--- STUDY TEXT ---

At this stage of development juveniles have sufficient maturity of many body systems, such as the dental, locomotors, and cognitive systems, to allow for self-feeding capability. Much important learning of economic and social skills takes place during this stage. Juvenility ends with puberty, which is an event of short duration (days or a few weeks) that takes place in the brain, within or near the hypothalamic-pituitary axis, and results in a reactivation within the central nervous system of sexual development. This includes a dramatic increase in secretion of sex hormones, which is one marker of the onset of adolescence (Bogin, 2010).

The adolescent life history stage of growth, development, and maturation lasts 5–10 years after the onset of puberty: Other notable features of adolescence include a growth spurt in height and weight, the completion of permanent tooth eruption, development of secondary sexual characteristics (fat and muscle typical of each sex), and the intensification of interest in and practice of adult social, economic, and sexual activities leading to socio sexual maturation. Adolescence ends with the cessation of skeletal growth in length (the closing of the epiphyses of the long bones), the completion of dental development (eruption of the third molar, if it is present), and sexual maturation (measured for women as the age at first reproduction). On a worldwide basis, including living and historical societies, the age of onset of adulthood averages 19 years for women and21–25 years for men (Bogin, 2001).

3.4 ADOLESCENCE

Human adolescence begins with puberty, it is a stage of life cycle where social and sexual maturation takes place. This stage also includes development of secondary sexual characteristics such as development of the external genitalia, sexual dimorphism in body size and composition and the onset of greater interest and practice of adult patterns of socio-sexual and economic behaviour.

The adolescence phase in primates is different from human adolescence by two ways: Firstly the length of time between age at puberty and age at first birth. Humans take, on an average, at least 10 years for this transition. (Bogin, 1999; Bogin, 2001; Walker, Gurven, Hill, Migliano, Chagnon and DeSouza,2006).With reference to studies done worldwide , the average age for the first external manifestations of puberty for healthy girls is 9 years and first birth is at 19 years. Similarly, boys show external signs of puberty, on an average at 11 years and fatherhood at 21- 25 years. The point to make here is that monkeys and apes take less than 3 years to make the transition from puberty to parenthood.(Cameron and Bogin)

The second human difference is that during this life stage, both boys and girls experience a rapid acceleration in the growth velocity of skeletal tissues i.e. the adolescent growth spurt. The magnitude of this acceleration in growth was calculated for a sample of healthy Swiss boys and girls measured annually between the ages of 4 and 18 years. At the peak of their adolescent growth spurt, the average velocity of growth in height was 9.0cm/year (3.5 inches/ year) for boys and 7.1 cm/year(2.8 inches/year) for girls. (Largo, Gasser, Prodder, Stutzle, W Huber, 1978). Similar average values are found for adolescents in all human populations. No other primate species, not even chimpanzees, exhibit this pattern of skeletal growth.

3.5 ADULTHOOD

This stage begins with the completion of the growth spurt, the attainment of adult stature and fullreproductive maturity i.e. physical and psychosocial maturity.(Bogin,1988,1993, 1994a). Height growth stops when the long bones of the skeleton and the vertebral bodies of the backbone lose their ability to increase in length. Usually this occurs when the epiphysis, the growing end of the bone, fuses with the diaphysis, the shaft of the bone. The fusion of epiphysis and diaphysis is stimulated by gonadal hormones, the androgens and estrogens. These are also the hormones that promote reproductive maturation of the body and the brain.

--- SUPPLIED DATA ---

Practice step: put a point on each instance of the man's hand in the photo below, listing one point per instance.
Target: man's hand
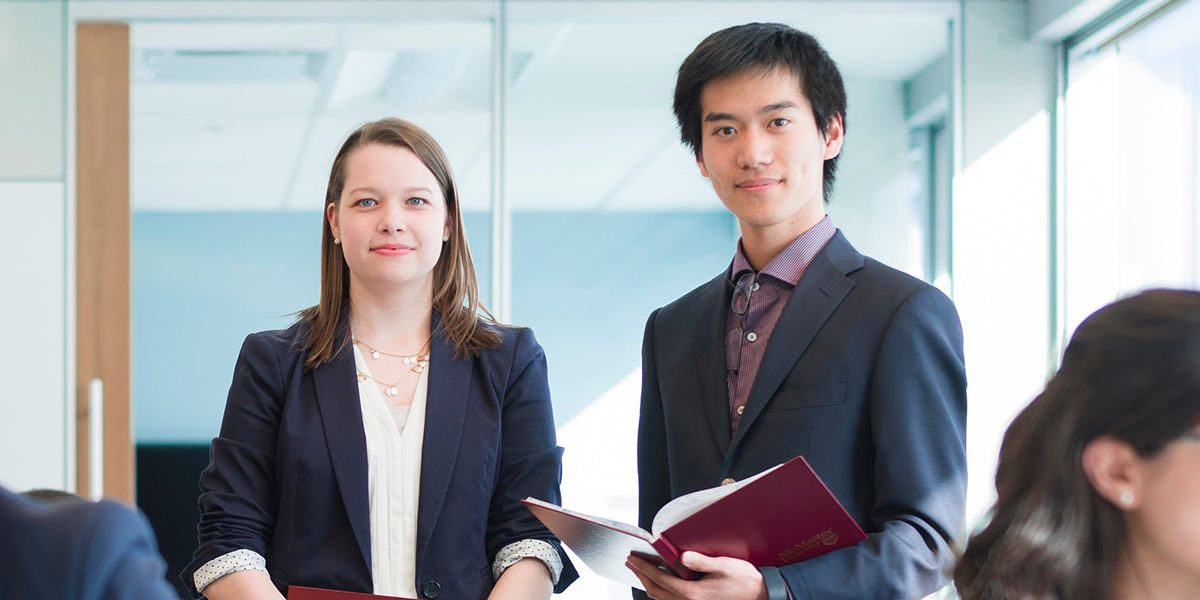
(725, 579)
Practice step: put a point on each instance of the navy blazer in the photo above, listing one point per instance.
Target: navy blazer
(288, 474)
(863, 376)
(72, 549)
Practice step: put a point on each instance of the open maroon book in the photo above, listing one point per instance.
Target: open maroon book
(301, 593)
(780, 516)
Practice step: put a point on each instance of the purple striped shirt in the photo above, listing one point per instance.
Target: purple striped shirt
(768, 294)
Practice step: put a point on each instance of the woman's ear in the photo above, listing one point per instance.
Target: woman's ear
(1115, 472)
(331, 216)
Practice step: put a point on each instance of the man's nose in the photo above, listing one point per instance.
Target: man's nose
(755, 149)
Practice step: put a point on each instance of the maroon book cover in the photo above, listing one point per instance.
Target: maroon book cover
(301, 593)
(774, 519)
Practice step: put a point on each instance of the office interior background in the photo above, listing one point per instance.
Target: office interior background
(1035, 160)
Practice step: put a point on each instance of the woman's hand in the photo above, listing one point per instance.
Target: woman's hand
(250, 585)
(526, 580)
(725, 579)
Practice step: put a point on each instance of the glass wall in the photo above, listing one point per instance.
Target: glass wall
(1132, 186)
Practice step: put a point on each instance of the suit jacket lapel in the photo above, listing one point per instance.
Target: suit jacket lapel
(819, 293)
(445, 409)
(337, 399)
(708, 348)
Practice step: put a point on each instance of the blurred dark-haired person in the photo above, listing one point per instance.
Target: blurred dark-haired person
(1098, 483)
(384, 442)
(66, 547)
(802, 346)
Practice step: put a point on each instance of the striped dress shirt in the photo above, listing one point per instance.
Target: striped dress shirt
(769, 292)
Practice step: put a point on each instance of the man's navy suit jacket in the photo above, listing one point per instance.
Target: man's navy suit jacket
(288, 474)
(77, 550)
(863, 376)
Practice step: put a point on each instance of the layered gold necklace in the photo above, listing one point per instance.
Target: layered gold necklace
(419, 361)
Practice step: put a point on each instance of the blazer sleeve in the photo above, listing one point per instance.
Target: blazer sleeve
(239, 501)
(653, 478)
(918, 427)
(531, 459)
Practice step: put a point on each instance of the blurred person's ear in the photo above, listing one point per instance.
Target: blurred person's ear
(1115, 471)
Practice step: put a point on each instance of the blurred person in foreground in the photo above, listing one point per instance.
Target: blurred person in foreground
(70, 549)
(1098, 481)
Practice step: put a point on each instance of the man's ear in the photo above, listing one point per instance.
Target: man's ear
(834, 137)
(331, 216)
(1115, 471)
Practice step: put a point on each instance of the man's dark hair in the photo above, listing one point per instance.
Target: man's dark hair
(761, 47)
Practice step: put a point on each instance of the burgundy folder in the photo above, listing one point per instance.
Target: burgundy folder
(781, 516)
(301, 593)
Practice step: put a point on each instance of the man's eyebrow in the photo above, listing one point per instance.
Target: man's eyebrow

---

▸ PROBLEM A
From the passage on human life stages, extract the text starting at "Human adolescence begins" and ending at "and economic behaviour.".
▸ PROBLEM B
Answer these questions using the passage on human life stages:
(i) How many years does the adolescent life history stage last after the onset of puberty?
(ii) At the peak of the adolescent growth spurt, what was the average velocity of growth in height for the Swiss boys?
(iii) What stimulates the fusion of the epiphysis and the diaphysis?

▸ EXERCISE OUTPUT A
Human adolescence begins with puberty, it is a stage of life cycle where social and sexual maturation takes place. This stage also includes development of secondary sexual characteristics such as development of the external genitalia, sexual dimorphism in body size and composition and the onset of greater interest and practice of adult patterns of socio-sexual and economic behaviour.

▸ EXERCISE OUTPUT B
(i) 5–10 years
(ii) 9.0 cm/year (3.5 inches/year)
(iii) Gonadal hormones, the androgens and estrogens